◆ **Exercise goal**: Starting at the line that contains "Where can you", retype each line to the end of the listing below. Include both ends, but not the pictures.

****

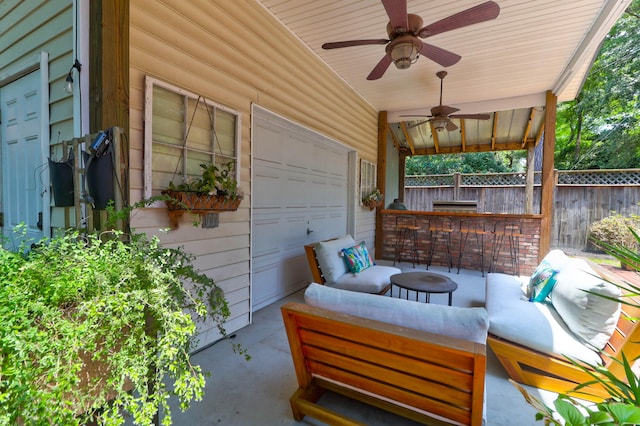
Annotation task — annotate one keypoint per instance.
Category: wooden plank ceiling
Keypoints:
(508, 64)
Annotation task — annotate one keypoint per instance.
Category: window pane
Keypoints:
(168, 112)
(225, 134)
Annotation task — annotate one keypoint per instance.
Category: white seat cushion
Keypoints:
(591, 317)
(462, 323)
(534, 325)
(371, 280)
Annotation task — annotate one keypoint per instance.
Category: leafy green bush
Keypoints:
(614, 230)
(123, 308)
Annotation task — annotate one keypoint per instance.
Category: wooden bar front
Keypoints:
(529, 242)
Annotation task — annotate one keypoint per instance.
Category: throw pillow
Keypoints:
(357, 258)
(589, 316)
(329, 254)
(542, 282)
(555, 260)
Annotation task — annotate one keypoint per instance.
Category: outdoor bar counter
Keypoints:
(528, 241)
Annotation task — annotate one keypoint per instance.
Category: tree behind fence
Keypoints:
(581, 197)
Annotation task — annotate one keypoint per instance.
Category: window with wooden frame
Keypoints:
(368, 178)
(182, 131)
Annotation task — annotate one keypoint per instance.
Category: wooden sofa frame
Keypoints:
(556, 373)
(316, 272)
(425, 377)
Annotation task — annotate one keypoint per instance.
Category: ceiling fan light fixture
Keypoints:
(440, 123)
(404, 54)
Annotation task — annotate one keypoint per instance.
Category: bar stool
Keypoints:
(477, 230)
(440, 231)
(511, 231)
(406, 232)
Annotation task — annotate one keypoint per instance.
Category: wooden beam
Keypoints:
(109, 64)
(505, 146)
(407, 137)
(525, 135)
(436, 141)
(540, 133)
(463, 135)
(548, 175)
(528, 193)
(494, 131)
(394, 138)
(383, 131)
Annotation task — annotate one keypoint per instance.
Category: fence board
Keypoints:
(590, 196)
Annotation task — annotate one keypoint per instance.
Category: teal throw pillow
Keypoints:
(542, 282)
(357, 258)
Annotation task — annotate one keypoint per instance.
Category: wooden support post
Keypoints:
(382, 175)
(528, 194)
(548, 175)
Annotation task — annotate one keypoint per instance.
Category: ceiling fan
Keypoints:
(405, 31)
(441, 115)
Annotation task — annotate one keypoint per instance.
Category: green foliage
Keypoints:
(214, 181)
(599, 129)
(483, 162)
(614, 230)
(125, 303)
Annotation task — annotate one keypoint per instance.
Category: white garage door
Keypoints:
(300, 195)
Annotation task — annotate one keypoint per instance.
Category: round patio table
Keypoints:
(423, 282)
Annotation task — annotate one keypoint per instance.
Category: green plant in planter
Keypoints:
(214, 180)
(622, 407)
(96, 326)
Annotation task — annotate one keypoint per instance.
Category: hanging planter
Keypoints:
(197, 203)
(372, 204)
(373, 200)
(215, 192)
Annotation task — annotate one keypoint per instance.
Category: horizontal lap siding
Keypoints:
(236, 54)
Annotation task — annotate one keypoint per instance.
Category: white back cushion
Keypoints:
(591, 317)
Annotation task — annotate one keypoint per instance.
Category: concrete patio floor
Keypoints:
(257, 392)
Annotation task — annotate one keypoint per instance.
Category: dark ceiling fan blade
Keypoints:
(419, 123)
(480, 13)
(472, 116)
(451, 126)
(443, 111)
(379, 70)
(397, 11)
(349, 43)
(441, 56)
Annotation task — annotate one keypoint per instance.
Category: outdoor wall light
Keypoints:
(68, 85)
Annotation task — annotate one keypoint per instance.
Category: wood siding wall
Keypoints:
(26, 29)
(235, 53)
(575, 207)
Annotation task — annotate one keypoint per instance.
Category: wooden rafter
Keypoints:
(436, 141)
(408, 137)
(394, 138)
(540, 133)
(494, 131)
(528, 127)
(463, 135)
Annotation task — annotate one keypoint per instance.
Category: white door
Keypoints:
(24, 189)
(300, 196)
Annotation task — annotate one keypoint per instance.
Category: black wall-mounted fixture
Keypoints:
(68, 85)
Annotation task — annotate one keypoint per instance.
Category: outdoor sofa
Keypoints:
(423, 361)
(535, 339)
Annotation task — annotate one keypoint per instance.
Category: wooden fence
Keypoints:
(581, 197)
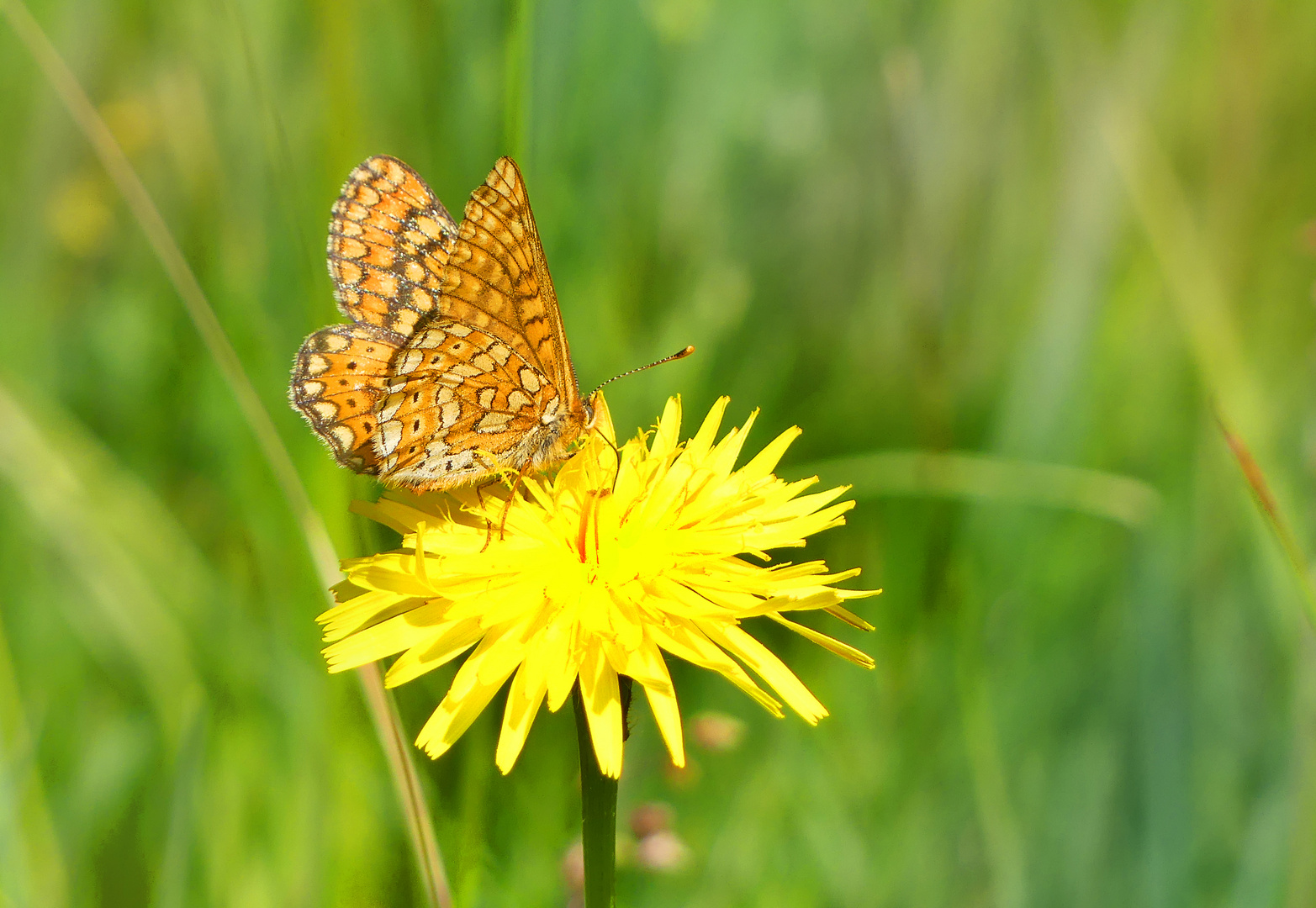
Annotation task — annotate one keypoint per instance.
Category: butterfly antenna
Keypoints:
(679, 354)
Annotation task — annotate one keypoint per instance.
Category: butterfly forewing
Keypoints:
(475, 377)
(388, 241)
(498, 267)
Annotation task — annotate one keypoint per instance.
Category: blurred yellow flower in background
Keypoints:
(621, 554)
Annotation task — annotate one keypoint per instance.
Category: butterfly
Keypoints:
(456, 365)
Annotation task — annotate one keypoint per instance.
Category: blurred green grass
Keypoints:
(1010, 237)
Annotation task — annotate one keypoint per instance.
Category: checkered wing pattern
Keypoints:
(489, 384)
(388, 242)
(457, 366)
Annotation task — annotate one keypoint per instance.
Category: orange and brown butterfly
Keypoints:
(456, 365)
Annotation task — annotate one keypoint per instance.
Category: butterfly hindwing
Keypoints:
(461, 404)
(388, 241)
(457, 366)
(340, 375)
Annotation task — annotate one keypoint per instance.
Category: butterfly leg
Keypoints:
(507, 508)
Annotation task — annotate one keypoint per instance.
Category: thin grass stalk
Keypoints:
(598, 816)
(316, 536)
(1271, 512)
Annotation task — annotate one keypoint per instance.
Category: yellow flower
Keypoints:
(601, 568)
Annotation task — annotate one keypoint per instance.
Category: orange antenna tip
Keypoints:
(679, 354)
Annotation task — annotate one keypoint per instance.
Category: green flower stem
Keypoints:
(598, 812)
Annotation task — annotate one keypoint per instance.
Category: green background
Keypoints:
(959, 242)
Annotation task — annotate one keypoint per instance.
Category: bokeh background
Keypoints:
(1002, 260)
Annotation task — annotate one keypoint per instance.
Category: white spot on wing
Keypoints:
(344, 436)
(410, 361)
(390, 433)
(391, 404)
(493, 423)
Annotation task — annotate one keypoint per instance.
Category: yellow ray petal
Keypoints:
(458, 637)
(829, 644)
(603, 708)
(686, 641)
(393, 636)
(645, 665)
(465, 700)
(769, 668)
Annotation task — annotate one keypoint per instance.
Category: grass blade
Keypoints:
(162, 242)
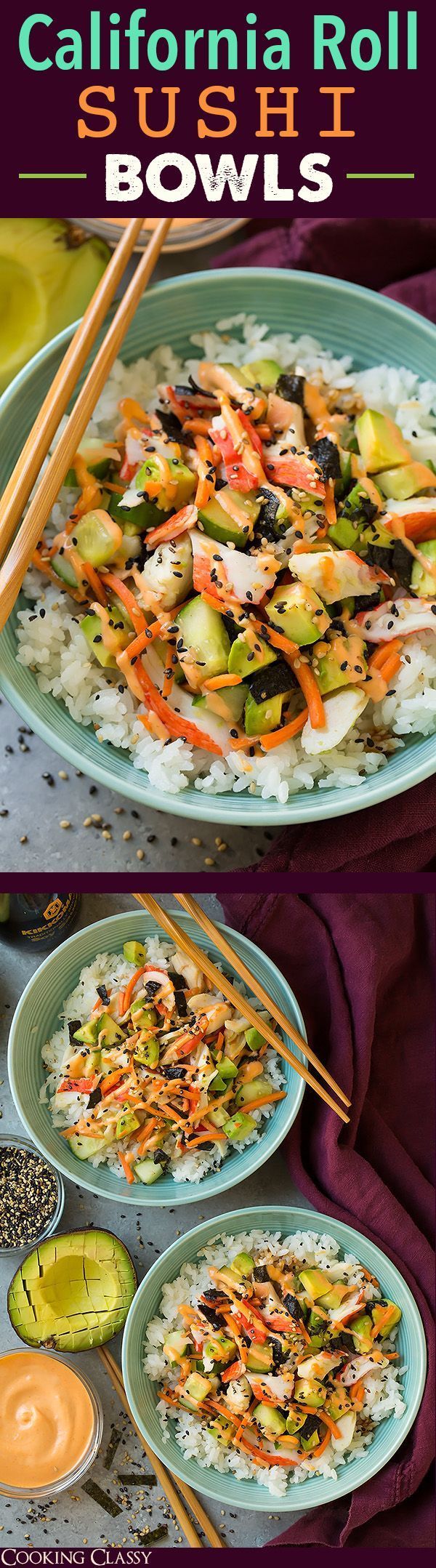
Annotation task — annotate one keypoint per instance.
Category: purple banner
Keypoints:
(267, 113)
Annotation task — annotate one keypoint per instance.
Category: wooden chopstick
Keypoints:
(23, 547)
(241, 1002)
(162, 1474)
(38, 443)
(193, 908)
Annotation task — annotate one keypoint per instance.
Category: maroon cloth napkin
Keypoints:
(361, 968)
(395, 257)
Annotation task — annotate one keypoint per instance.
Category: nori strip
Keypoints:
(270, 681)
(402, 563)
(137, 1481)
(327, 457)
(146, 1537)
(380, 555)
(113, 1442)
(101, 1498)
(292, 390)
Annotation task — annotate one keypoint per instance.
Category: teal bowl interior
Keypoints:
(347, 321)
(246, 1493)
(36, 1018)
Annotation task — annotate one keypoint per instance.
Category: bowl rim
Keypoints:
(200, 805)
(302, 1219)
(182, 1192)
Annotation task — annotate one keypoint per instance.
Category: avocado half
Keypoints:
(73, 1292)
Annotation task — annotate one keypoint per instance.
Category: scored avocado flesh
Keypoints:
(73, 1292)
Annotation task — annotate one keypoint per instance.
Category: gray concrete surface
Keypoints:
(35, 808)
(74, 1519)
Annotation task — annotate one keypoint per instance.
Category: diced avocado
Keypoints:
(259, 1359)
(174, 1346)
(198, 1386)
(310, 1436)
(220, 1347)
(109, 1031)
(269, 1420)
(254, 1040)
(146, 1053)
(424, 582)
(148, 1172)
(315, 1322)
(135, 518)
(143, 1016)
(245, 659)
(217, 1117)
(405, 482)
(96, 455)
(388, 1321)
(206, 642)
(328, 667)
(250, 1092)
(179, 471)
(88, 1032)
(239, 1126)
(295, 1421)
(93, 630)
(334, 1295)
(361, 1330)
(262, 374)
(338, 1404)
(310, 1393)
(222, 526)
(262, 717)
(228, 1068)
(97, 540)
(126, 1123)
(243, 1264)
(85, 1149)
(230, 703)
(65, 570)
(382, 444)
(314, 1282)
(299, 614)
(78, 1286)
(134, 954)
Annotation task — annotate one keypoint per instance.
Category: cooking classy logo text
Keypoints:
(112, 49)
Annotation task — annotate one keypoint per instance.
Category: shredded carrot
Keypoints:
(215, 683)
(280, 736)
(94, 582)
(311, 691)
(169, 675)
(131, 604)
(170, 531)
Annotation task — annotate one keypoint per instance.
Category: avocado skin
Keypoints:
(272, 681)
(105, 1256)
(327, 457)
(292, 390)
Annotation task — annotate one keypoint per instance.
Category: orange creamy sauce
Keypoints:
(47, 1420)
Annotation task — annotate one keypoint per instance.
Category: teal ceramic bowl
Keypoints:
(347, 321)
(142, 1393)
(36, 1018)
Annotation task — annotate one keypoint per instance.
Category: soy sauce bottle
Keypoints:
(40, 920)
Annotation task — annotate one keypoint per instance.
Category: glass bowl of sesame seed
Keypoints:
(32, 1195)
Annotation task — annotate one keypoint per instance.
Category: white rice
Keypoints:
(383, 1386)
(52, 645)
(113, 971)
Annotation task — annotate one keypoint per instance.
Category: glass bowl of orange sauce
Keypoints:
(51, 1426)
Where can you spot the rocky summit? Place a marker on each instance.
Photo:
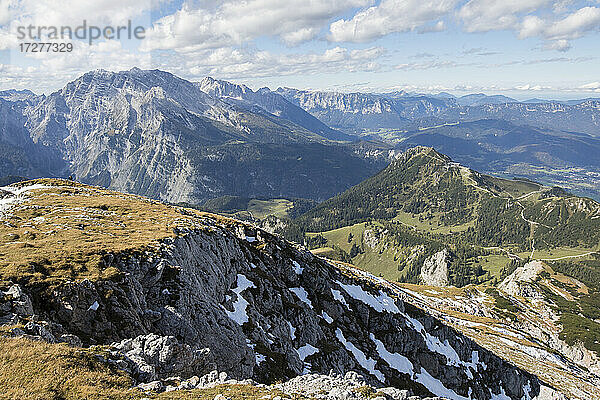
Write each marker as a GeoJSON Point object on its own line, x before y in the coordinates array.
{"type": "Point", "coordinates": [143, 299]}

****

◆ **Solution below**:
Where can you spot the rocky summit? Place a marker on each instance.
Photo:
Write each marker as a GeoJSON Point object on its own line, x before y in the coordinates array.
{"type": "Point", "coordinates": [143, 299]}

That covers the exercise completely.